Görev A: Yeni yıl yazısında "Bugün itibâriyle yeni" ile "diyerek başlayalım yazımıza." arasındaki bölümü, bu iki ifade de dahil olmak üzere, hiçbir değişiklik yapmadan alıntılayın.
Görev B: Yeni yıl yazısına göre müminler adına âdeta bir hazine değerinde olan nedir?

Verilen metin:
--- --- ---
Bugün itibâriyle yeni bir seneye daha girildi. Bu yeni sene bütün insanlığa hassaten, Müslümanlara hayırlar-iyilikler-güzellikler getirsin. Bütün insanlara Hakk’ı bilip, hakça yaşama idrâkı nasip etsin. Yeni senede vicdanlara, güzel ahlak düsturlarını hayâta hâkim kılma isteği gelsin. Dağılan zihinler toparlansın, insanca davranışlar yaygınlaşsın, zulümler son bulsun. Her şeyden önemlisi, Kâinâtın Mutlak Sâhibi’ne olan isyanlar dursun, eller dûaya, diller istiğfâra, yürekler ve zihinler manâya açılsın. Herkes tek terbiye edici Rabbi Teâlâ’ya yönelsin inşaALLAH diyerek başlayalım yazımıza.
2020 senesi geçti, gitti gibi düşünüyoruz. Bilindiği üzere geçtiğimiz senede olumlu-olumsuz pek çok hâdise cereyân etti. Ancak sene içinde olup bitenler, küçük-büyük, yaşayan herkesi etkiledi. Bunlara gireceğiz ama her şeyden önemlisi biz Müslümanlar için, ömür takviminden bir sene daha düştü. Ebedî yurdumuz ahret hayâtına gün gün yaklaşıyoruz. Aldığımız her nefesin hesâbının verileceği çok çetin bir hesap günü bizleri bekliyor. Âhiretin âkıbetini belirleyen yaşadığımız her gün, müminler adına âdeta bir hazine değerindedir. Cenâbı Hak dünya günlerimizi, kendi istikâmeti doğrultusunda, gaflete düşmeden değerlendirebilmeyi nasip eylesin. (Amin)
--- --- ---
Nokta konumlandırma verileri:
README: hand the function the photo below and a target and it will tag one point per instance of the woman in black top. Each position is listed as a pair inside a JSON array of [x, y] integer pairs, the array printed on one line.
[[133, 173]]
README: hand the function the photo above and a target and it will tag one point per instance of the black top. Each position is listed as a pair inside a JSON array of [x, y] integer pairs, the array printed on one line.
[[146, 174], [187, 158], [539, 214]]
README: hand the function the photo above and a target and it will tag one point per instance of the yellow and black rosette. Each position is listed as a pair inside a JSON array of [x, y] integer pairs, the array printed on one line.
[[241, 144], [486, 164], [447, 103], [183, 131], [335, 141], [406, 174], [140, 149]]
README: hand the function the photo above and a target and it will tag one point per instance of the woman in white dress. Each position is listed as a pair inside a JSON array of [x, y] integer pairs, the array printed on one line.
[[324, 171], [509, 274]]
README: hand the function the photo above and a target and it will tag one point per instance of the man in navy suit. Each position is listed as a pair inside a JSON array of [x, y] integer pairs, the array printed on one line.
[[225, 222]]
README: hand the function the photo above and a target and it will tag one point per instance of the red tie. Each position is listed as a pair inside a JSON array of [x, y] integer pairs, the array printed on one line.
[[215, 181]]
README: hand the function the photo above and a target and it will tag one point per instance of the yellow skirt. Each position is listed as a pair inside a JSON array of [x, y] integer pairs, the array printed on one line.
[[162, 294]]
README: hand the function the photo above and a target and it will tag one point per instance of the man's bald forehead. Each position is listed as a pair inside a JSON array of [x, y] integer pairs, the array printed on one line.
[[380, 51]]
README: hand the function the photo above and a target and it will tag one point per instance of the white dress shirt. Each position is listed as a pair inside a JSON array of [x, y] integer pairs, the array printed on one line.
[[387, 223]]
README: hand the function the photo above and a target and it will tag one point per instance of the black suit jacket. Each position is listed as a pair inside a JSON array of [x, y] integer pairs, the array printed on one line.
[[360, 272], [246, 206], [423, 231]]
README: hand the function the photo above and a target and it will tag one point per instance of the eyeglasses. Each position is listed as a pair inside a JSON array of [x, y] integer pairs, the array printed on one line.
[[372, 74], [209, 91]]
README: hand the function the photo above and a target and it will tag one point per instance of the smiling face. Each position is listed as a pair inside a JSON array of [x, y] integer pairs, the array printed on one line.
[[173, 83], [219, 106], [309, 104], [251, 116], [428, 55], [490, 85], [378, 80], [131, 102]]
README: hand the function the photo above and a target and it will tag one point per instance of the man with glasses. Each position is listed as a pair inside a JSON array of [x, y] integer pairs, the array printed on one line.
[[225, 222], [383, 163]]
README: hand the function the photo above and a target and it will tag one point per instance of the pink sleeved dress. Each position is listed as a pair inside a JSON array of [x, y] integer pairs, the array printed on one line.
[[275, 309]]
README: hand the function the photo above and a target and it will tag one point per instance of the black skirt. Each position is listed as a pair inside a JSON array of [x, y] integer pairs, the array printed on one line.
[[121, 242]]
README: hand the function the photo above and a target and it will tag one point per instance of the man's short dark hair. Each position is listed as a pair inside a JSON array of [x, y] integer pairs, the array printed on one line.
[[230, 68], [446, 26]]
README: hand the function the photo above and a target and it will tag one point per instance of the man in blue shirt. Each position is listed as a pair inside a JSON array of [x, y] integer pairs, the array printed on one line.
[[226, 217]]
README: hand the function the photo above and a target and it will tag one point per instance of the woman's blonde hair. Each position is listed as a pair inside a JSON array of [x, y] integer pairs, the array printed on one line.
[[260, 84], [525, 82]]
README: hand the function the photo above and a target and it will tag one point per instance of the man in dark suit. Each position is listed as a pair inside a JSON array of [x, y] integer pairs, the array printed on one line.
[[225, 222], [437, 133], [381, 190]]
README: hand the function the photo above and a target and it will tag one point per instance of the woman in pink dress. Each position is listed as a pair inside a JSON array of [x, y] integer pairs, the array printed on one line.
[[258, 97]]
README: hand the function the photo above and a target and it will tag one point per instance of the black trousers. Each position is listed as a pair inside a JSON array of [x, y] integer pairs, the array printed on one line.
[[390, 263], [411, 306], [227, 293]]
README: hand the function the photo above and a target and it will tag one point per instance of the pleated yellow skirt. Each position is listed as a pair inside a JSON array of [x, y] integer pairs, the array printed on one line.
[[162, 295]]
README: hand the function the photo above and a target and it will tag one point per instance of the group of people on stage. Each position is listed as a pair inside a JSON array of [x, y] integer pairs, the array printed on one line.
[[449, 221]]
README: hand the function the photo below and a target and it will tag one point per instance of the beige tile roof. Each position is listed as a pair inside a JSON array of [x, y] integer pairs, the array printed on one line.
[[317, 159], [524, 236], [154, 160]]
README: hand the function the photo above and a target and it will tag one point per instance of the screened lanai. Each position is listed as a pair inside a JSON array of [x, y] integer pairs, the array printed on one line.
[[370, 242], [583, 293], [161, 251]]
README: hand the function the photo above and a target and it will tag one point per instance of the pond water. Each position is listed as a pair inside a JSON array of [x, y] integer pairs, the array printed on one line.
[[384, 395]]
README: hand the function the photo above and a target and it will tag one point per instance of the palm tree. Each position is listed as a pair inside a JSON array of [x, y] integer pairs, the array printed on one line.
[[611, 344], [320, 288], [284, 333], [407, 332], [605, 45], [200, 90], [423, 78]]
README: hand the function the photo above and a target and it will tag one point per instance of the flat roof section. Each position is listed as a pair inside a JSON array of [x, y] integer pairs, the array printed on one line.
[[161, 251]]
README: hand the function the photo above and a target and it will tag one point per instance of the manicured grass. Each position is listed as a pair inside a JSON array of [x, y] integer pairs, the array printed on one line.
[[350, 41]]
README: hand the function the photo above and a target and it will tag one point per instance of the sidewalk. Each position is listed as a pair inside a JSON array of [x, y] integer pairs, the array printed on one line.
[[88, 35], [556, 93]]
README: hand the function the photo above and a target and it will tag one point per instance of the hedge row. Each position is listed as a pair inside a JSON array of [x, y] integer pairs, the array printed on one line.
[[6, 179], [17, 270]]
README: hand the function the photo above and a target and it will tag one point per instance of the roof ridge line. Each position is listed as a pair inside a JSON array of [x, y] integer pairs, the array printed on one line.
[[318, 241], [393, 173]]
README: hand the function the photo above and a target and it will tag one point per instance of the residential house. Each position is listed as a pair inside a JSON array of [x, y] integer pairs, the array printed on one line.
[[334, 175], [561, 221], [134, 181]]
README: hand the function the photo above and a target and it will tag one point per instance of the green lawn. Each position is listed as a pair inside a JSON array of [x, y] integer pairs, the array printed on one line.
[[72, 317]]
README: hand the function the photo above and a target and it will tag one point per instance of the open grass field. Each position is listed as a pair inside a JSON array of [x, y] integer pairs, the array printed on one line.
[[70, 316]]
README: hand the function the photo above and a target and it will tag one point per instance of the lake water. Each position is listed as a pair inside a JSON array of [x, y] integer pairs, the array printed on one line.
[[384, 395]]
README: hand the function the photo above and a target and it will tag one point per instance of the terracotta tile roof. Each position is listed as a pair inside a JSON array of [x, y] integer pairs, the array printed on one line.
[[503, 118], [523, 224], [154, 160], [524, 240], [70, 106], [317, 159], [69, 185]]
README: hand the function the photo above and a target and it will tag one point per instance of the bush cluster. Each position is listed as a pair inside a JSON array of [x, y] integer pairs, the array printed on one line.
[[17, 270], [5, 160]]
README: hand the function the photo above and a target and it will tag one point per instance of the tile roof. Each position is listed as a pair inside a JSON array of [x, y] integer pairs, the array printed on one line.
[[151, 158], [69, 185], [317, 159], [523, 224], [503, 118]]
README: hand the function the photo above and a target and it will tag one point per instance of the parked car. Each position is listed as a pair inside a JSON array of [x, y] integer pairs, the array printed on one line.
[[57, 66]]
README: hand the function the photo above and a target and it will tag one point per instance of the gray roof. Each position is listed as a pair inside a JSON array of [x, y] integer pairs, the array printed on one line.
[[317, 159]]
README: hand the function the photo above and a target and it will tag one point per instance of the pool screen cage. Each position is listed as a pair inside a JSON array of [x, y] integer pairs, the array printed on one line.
--- --- ---
Görevin çözümü A:
Bugün itibâriyle yeni bir seneye daha girildi. Bu yeni sene bütün insanlığa hassaten, Müslümanlara hayırlar-iyilikler-güzellikler getirsin. Bütün insanlara Hakk’ı bilip, hakça yaşama idrâkı nasip etsin. Yeni senede vicdanlara, güzel ahlak düsturlarını hayâta hâkim kılma isteği gelsin. Dağılan zihinler toparlansın, insanca davranışlar yaygınlaşsın, zulümler son bulsun. Her şeyden önemlisi, Kâinâtın Mutlak Sâhibi’ne olan isyanlar dursun, eller dûaya, diller istiğfâra, yürekler ve zihinler manâya açılsın. Herkes tek terbiye edici Rabbi Teâlâ’ya yönelsin inşaALLAH diyerek başlayalım yazımıza.

Görevin çözümü B: Âhiretin âkıbetini belirleyen, yaşadığımız her gün.